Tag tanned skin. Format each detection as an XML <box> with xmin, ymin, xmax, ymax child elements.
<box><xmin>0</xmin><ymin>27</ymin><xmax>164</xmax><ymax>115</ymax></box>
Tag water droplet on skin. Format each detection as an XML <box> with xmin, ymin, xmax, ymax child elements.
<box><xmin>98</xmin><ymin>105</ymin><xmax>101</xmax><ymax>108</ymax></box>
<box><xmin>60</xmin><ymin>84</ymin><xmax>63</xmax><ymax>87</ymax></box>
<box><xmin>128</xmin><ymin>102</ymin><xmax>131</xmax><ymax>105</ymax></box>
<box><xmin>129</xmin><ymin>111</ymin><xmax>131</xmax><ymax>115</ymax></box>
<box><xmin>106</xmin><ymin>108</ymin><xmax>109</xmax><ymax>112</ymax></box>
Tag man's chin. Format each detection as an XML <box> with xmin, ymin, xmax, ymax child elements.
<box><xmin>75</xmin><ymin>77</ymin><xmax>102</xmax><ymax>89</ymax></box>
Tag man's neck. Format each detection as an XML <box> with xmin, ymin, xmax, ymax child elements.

++++++

◆ **TASK PROMPT**
Print out every entry, keeping each one exact.

◆ **FINISHED TASK**
Tag tanned skin. Format each detection as an XML <box> with xmin, ymin, xmax, ymax child elements.
<box><xmin>0</xmin><ymin>27</ymin><xmax>164</xmax><ymax>115</ymax></box>
Tag water droplet on skin. Format each detection as an XML <box> with xmin, ymin, xmax, ymax child elements.
<box><xmin>98</xmin><ymin>105</ymin><xmax>101</xmax><ymax>108</ymax></box>
<box><xmin>60</xmin><ymin>84</ymin><xmax>63</xmax><ymax>87</ymax></box>
<box><xmin>128</xmin><ymin>102</ymin><xmax>131</xmax><ymax>105</ymax></box>
<box><xmin>129</xmin><ymin>111</ymin><xmax>131</xmax><ymax>115</ymax></box>
<box><xmin>106</xmin><ymin>108</ymin><xmax>109</xmax><ymax>112</ymax></box>
Tag man's chin. Format each detection as an XML <box> with xmin, ymin, xmax, ymax child elements.
<box><xmin>75</xmin><ymin>77</ymin><xmax>102</xmax><ymax>89</ymax></box>
Tag man's neck. Format each detection as an XML <box> with xmin, ymin, xmax, ymax child elements.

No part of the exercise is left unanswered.